**Stated exercise**: Your output is the line containing "Thanks for the photo. Could you please mark the green forest" plus all lines after it to the end of the records, reproduced exactly, with nothing else.

Some records
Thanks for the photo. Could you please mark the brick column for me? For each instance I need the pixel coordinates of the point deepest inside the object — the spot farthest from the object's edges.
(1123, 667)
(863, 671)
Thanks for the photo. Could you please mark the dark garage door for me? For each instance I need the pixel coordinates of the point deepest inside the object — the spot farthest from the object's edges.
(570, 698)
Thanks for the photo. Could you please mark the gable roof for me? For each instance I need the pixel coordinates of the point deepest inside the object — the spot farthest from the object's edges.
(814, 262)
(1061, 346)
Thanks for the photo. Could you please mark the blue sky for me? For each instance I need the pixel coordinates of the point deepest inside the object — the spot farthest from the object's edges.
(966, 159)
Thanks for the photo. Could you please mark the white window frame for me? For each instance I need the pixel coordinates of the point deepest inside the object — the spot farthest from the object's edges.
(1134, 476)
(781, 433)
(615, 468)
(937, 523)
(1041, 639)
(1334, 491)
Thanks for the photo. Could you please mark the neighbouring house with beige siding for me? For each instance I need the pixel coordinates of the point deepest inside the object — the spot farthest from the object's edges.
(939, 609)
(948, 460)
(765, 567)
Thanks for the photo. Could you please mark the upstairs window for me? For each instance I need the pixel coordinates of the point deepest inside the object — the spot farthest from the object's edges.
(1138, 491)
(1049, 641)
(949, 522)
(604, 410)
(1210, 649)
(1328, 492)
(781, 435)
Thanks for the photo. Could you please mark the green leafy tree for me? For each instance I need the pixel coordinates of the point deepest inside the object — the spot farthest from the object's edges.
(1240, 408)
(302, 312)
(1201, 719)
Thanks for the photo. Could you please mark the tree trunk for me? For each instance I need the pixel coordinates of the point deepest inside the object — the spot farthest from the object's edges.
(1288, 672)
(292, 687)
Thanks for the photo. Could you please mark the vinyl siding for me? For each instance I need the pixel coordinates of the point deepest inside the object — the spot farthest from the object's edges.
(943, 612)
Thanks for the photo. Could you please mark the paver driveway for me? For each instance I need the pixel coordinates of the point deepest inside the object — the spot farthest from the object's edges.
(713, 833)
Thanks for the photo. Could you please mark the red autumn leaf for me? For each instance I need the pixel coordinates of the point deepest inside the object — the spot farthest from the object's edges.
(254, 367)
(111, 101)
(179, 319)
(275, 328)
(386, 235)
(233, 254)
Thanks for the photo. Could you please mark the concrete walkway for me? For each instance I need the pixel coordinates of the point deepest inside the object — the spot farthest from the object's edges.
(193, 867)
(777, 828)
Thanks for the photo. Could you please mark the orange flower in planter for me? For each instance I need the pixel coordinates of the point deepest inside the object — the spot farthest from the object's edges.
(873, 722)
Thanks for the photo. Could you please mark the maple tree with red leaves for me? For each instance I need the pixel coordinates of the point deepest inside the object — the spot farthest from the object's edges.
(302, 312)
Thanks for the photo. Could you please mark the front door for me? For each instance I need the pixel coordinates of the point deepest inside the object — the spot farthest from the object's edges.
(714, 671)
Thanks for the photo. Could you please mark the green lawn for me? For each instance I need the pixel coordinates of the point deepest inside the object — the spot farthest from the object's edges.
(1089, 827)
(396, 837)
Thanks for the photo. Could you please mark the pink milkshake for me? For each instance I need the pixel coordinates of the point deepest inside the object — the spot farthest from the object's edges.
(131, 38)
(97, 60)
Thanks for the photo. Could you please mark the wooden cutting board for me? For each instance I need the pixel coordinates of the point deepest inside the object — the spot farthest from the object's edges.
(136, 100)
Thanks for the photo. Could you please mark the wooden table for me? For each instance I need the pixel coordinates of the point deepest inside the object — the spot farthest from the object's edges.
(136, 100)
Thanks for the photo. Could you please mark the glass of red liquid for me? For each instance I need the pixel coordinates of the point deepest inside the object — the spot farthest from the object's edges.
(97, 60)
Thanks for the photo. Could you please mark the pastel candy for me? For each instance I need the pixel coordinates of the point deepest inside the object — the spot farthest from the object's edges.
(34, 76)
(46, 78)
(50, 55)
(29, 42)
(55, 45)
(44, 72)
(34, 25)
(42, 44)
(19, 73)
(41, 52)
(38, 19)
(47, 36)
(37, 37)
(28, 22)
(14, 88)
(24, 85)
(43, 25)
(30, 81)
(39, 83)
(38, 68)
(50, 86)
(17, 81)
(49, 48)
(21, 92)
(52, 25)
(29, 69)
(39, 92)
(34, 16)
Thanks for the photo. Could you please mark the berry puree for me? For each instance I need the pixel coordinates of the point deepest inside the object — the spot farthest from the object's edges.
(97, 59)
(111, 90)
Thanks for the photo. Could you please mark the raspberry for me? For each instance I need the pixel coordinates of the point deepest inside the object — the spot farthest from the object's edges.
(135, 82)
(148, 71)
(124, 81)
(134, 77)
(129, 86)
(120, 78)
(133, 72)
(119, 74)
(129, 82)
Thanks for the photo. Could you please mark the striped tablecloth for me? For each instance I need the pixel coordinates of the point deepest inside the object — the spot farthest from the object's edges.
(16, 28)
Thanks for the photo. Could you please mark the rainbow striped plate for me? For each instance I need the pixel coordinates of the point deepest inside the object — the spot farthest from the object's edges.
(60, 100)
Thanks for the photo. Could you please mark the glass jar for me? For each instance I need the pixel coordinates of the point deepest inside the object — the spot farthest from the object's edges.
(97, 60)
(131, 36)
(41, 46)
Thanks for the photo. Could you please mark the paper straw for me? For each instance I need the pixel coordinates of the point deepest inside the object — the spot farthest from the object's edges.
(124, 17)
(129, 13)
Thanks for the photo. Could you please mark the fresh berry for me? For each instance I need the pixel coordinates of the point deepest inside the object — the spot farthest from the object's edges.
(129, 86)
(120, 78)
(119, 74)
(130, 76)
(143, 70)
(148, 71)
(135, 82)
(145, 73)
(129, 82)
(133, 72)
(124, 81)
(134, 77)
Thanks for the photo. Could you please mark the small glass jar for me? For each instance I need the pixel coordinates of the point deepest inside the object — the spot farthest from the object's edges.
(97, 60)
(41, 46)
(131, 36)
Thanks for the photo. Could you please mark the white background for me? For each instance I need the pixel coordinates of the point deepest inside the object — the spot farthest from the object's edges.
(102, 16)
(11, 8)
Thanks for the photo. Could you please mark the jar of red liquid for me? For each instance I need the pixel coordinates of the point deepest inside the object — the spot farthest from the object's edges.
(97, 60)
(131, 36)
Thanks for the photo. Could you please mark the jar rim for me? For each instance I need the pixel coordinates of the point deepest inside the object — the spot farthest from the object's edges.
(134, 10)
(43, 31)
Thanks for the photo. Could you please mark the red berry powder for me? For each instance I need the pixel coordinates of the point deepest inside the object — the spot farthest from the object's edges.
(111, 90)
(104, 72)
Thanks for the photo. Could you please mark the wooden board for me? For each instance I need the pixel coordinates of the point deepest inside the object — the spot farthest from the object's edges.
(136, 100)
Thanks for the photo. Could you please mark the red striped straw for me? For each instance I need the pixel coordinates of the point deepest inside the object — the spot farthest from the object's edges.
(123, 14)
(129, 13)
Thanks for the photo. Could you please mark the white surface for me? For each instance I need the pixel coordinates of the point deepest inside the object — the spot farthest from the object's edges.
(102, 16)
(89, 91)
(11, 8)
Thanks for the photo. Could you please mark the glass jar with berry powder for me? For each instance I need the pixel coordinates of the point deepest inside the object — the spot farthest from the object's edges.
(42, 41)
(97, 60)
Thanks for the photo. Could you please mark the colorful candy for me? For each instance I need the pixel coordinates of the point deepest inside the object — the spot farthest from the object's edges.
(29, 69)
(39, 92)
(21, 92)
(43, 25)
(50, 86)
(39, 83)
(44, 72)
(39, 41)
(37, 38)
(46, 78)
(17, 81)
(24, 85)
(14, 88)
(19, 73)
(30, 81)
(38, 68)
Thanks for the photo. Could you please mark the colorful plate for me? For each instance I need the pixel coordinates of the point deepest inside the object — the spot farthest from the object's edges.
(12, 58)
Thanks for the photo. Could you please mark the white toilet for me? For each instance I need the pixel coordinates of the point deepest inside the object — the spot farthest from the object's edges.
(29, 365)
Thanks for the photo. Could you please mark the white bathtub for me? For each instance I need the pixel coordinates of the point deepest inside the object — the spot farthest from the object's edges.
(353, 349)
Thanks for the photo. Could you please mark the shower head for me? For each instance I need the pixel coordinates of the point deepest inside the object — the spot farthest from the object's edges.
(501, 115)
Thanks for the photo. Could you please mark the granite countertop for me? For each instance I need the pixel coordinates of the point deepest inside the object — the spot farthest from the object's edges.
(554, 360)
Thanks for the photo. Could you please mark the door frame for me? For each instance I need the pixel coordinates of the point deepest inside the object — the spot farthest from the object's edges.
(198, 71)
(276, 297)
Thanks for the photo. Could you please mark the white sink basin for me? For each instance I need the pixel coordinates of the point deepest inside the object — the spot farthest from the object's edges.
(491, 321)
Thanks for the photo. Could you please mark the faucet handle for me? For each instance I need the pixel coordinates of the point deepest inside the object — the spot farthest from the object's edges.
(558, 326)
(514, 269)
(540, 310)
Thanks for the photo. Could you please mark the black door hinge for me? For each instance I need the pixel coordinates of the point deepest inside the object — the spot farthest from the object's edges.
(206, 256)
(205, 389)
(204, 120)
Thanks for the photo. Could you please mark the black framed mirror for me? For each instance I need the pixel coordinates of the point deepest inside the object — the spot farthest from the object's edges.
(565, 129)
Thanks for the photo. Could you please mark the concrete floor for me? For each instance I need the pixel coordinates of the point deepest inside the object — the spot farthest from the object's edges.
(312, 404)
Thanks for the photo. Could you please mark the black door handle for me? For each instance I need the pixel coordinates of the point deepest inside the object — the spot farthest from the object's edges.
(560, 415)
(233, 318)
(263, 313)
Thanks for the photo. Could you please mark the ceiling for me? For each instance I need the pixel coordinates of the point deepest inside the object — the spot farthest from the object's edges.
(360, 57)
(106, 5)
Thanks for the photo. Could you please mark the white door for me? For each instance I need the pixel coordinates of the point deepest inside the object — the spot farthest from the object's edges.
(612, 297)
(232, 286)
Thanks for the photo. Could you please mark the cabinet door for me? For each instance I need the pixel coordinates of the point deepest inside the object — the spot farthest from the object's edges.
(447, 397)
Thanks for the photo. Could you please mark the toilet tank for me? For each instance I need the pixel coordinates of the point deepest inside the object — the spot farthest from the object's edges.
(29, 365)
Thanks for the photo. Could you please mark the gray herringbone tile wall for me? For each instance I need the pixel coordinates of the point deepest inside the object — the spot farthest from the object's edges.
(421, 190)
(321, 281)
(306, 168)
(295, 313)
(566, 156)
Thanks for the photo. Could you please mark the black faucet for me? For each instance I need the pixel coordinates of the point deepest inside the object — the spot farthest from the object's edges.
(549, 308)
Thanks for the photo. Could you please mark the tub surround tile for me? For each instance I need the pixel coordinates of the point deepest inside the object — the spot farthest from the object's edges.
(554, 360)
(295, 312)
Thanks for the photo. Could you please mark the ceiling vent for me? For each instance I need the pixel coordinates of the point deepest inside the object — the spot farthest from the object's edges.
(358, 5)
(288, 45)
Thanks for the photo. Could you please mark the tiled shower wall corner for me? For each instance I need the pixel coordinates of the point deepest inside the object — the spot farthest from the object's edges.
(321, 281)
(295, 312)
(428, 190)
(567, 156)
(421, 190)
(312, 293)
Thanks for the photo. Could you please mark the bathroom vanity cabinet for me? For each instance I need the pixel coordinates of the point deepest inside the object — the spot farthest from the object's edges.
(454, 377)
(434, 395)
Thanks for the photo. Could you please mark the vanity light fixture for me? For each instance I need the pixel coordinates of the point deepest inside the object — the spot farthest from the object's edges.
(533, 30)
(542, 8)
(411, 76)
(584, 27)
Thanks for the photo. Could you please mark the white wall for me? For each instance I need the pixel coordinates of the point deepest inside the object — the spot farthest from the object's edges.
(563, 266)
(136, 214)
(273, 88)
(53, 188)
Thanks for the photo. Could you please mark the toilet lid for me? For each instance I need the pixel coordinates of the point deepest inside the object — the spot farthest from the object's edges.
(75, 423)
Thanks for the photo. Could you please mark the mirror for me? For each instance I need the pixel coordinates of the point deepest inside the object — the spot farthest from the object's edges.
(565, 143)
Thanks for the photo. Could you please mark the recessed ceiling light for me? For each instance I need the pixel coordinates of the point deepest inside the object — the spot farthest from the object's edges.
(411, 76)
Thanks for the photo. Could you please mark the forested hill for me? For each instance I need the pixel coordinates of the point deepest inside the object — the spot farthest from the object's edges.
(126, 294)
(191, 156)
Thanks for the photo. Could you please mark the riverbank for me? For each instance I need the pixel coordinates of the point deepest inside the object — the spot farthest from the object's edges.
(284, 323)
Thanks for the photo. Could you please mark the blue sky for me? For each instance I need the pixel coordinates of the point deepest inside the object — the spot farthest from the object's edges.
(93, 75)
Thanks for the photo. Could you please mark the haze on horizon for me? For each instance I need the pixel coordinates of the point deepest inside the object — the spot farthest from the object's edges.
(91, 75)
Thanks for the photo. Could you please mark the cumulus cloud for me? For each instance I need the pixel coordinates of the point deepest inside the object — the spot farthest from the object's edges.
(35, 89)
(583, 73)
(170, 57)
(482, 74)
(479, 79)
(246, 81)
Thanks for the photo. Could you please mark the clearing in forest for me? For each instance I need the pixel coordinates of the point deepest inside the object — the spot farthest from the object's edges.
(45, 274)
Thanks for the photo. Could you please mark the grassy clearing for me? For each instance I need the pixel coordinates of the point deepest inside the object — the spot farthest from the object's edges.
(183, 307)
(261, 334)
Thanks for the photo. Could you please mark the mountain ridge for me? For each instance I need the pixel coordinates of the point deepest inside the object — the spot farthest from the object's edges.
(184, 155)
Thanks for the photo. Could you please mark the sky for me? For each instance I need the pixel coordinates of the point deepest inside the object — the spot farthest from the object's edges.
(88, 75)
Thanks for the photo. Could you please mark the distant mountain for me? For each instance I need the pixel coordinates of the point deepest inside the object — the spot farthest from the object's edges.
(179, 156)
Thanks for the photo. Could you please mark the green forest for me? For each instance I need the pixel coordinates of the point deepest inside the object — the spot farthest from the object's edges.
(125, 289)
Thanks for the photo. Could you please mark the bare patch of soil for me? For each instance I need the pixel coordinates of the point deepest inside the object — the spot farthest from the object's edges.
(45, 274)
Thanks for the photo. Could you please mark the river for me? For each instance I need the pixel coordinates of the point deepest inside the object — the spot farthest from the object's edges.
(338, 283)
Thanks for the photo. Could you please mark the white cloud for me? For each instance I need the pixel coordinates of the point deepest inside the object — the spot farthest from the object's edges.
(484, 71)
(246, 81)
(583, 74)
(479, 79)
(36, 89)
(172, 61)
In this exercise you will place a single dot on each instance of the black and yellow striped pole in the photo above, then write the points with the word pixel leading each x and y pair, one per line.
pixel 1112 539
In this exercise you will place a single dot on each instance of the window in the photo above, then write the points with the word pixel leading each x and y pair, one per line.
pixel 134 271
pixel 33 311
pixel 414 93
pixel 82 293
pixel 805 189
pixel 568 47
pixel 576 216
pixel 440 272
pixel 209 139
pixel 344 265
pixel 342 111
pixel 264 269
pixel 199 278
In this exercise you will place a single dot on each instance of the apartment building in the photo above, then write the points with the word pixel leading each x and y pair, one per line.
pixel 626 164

**Task solution**:
Thanks for the photo. Could you please mark the green forest for me? For each instance I need the pixel coordinates of the point deepest inside the object — the spot farthest from the object's edges.
(125, 289)
Thanks for the photo. Could you please mark the bare patch of soil for me? For each instance I need the pixel coordinates of the point deepest inside the object — the spot farthest from the object's edges.
(45, 274)
Thanks for the photo. Could you please mark the river for me? For each instance I need the pixel coordinates of the point deepest inside the object — the spot farthest from the object's edges.
(338, 283)
Thanks for the photo. Could you please mark the white cloud for me? For each instance I need the pixel coordinates of the point deepest inside the object — the spot farthest from the object's edges.
(484, 71)
(246, 81)
(583, 74)
(479, 79)
(36, 89)
(172, 61)
In this exercise you will place a single dot on each instance of the black and yellow striped pole in the photo above, then write the points with the word pixel leading each x and y pair, one per line.
pixel 1112 539
In this exercise you will place a single dot on each instance of the window in the photo above, then write the points with the word pixel leading each x and y pair, one per line.
pixel 134 271
pixel 33 311
pixel 414 93
pixel 82 293
pixel 805 189
pixel 568 47
pixel 576 216
pixel 440 272
pixel 209 139
pixel 344 265
pixel 342 111
pixel 264 269
pixel 199 278
In this exercise you will place a single dot on each instance of the apartment building in the photo above, then write the points with the word pixel leading each x and y pair, one per line.
pixel 626 164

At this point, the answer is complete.